**WORK INSTRUCTIONS**:
Copy the records verbatim from their very first line through the line containing "[167,78,292,139]", including that line, and stop there.

** Begin **

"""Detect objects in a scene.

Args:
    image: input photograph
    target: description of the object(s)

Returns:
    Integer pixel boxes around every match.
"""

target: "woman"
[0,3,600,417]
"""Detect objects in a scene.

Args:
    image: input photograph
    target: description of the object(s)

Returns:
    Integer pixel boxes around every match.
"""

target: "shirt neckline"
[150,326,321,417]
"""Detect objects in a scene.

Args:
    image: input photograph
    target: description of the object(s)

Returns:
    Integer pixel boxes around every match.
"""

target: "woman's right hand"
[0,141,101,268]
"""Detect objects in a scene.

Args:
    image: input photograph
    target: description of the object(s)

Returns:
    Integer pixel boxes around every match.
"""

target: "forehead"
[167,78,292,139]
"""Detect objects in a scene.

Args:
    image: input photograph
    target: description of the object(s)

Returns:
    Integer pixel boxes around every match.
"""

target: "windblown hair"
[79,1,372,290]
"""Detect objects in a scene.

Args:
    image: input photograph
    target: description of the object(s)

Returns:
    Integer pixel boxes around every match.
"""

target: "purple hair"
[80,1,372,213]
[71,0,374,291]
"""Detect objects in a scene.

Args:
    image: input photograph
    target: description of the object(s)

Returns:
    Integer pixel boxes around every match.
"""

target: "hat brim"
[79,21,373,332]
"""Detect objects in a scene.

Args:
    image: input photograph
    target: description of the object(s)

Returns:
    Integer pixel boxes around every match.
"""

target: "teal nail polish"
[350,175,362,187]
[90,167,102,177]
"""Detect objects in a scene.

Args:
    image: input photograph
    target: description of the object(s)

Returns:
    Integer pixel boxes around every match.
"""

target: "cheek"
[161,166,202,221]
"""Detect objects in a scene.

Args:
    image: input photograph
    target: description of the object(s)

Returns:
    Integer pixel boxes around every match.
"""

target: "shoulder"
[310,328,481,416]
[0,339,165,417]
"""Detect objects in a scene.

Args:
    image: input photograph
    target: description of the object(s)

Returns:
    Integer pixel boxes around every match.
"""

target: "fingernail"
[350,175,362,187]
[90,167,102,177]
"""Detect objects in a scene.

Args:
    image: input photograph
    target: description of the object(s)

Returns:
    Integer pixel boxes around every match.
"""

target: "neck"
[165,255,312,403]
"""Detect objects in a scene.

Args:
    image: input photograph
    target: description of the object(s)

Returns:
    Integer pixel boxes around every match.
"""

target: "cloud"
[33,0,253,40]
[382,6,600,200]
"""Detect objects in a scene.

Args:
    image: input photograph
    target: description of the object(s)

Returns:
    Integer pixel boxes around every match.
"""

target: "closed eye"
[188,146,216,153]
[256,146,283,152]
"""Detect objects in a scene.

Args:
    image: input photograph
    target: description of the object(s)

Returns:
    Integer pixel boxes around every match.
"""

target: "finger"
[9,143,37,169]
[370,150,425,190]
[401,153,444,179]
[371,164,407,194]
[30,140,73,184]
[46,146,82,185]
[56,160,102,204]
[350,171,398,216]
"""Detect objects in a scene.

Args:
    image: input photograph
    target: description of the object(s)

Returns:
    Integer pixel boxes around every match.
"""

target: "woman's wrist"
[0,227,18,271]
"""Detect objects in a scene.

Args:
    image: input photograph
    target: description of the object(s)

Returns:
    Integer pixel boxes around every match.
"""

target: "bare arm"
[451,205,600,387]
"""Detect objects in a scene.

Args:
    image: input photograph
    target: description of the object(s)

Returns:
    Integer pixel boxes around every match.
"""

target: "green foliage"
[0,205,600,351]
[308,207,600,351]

** End **

**THE ANSWER**:
"""Detect objects in a scene.

Args:
    image: input photograph
    target: description of the object(s)

Returns:
    Integer pixel boxes around every match.
"""

target: "woman"
[0,3,600,417]
"""Detect objects in a scene.

Args:
    image: input photograph
    target: description of the object(s)

Returns:
    Integer pixel boxes around every match.
"""

target: "shirt neckline"
[150,326,321,417]
"""Detect objects in a scene.

Args:
    image: input photograph
    target: description of the object(s)

Returns:
    Integer pixel boxes around every match.
"""

target: "woman's right hand"
[0,141,101,268]
"""Detect objects in a scene.

Args:
    image: input photograph
    target: description of the object(s)

Returns:
    Integer pixel boxes around every match.
"""

target: "forehead"
[167,78,292,139]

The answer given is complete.